Render the rows below as a two-column CSV with the headers text and answer, one line for each row. Put each row's wording under text and its answer under answer, each in a single quoted field with line breaks turned into spaces, and leave the pictures out.

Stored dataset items
+++
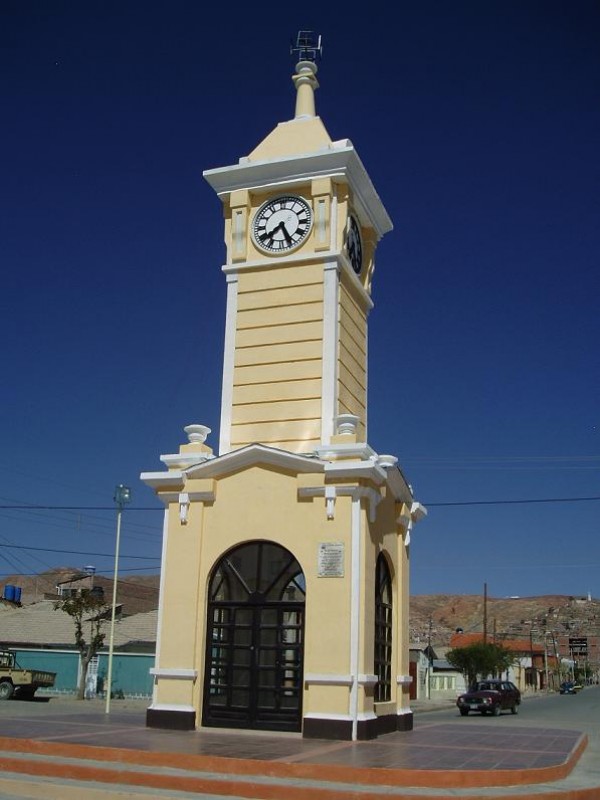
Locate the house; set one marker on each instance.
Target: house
(43, 637)
(534, 668)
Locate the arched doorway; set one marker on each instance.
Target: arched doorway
(255, 640)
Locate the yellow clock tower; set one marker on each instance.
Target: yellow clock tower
(284, 585)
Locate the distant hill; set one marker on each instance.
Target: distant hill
(513, 617)
(507, 617)
(137, 593)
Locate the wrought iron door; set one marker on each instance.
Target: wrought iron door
(255, 640)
+++
§ WRITTEN RESPONSE:
text,answer
"Locate the house; set one marker on each instance. Target: house","(43, 637) (534, 668)"
"Locate the arched doorway; set one marker on each instance. Target: arched doorway","(255, 640)"
"Locate the yellow clock tower; set one marker on each instance. Target: yellow clock tower","(284, 585)"
"Locate the distant hill; set one marker on each instance. Target: distant hill","(513, 617) (507, 617) (137, 593)"
"Locate the wrought iron door; set one marker on each instance. Target: wrought iron door","(255, 640)"